▸ **Exercise brief**
Duplicate the rows exactly, beginning at the line that contains "trace curved black horn" and stopping after the line that contains "88], [112, 88]]".

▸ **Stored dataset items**
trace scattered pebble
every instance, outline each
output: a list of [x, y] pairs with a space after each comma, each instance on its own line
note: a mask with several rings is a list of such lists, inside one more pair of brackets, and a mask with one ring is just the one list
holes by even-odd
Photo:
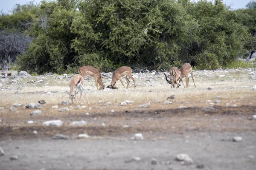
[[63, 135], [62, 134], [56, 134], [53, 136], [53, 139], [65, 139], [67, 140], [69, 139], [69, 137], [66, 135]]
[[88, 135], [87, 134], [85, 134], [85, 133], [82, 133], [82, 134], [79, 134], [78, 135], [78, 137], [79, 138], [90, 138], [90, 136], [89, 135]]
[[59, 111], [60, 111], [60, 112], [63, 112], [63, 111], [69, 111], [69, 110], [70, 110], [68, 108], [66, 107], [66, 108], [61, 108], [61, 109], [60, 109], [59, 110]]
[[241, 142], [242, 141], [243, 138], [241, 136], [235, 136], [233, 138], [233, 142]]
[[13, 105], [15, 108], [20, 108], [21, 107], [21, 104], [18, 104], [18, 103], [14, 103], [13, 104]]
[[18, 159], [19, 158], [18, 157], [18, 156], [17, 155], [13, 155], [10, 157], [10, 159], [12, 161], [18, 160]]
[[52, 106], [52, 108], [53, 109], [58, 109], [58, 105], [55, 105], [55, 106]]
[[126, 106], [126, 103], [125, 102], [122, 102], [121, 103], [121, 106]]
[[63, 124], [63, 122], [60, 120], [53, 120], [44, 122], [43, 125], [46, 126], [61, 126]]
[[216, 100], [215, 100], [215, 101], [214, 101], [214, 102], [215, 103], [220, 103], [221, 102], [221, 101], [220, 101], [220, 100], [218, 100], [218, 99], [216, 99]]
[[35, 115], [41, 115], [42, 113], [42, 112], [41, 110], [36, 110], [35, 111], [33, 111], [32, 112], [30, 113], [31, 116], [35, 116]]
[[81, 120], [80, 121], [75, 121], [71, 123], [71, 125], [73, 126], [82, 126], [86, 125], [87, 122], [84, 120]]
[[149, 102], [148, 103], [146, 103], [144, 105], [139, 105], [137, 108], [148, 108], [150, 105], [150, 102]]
==
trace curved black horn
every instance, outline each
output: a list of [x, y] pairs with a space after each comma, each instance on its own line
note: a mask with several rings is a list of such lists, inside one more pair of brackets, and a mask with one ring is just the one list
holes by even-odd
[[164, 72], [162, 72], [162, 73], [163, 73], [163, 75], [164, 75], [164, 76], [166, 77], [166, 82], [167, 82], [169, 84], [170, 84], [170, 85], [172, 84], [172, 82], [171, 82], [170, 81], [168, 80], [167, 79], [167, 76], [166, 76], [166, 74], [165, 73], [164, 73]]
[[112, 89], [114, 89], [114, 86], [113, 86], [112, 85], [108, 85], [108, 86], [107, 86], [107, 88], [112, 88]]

▸ **Written answer**
trace curved black horn
every instance, outline each
output: a list of [x, y] pairs with a space after each comma, each instance on its own line
note: a mask with several rings is a list of such lists, inside one more pair of brackets, and a mask with one ring is just the one list
holes by even-odd
[[164, 72], [162, 72], [162, 73], [163, 73], [163, 75], [164, 75], [164, 76], [166, 77], [166, 82], [167, 82], [169, 84], [170, 84], [170, 85], [172, 84], [172, 82], [171, 82], [170, 81], [168, 80], [167, 79], [167, 76], [166, 76], [166, 74], [165, 73], [164, 73]]
[[112, 89], [114, 89], [114, 86], [113, 86], [112, 85], [108, 85], [108, 86], [107, 86], [107, 88], [112, 88]]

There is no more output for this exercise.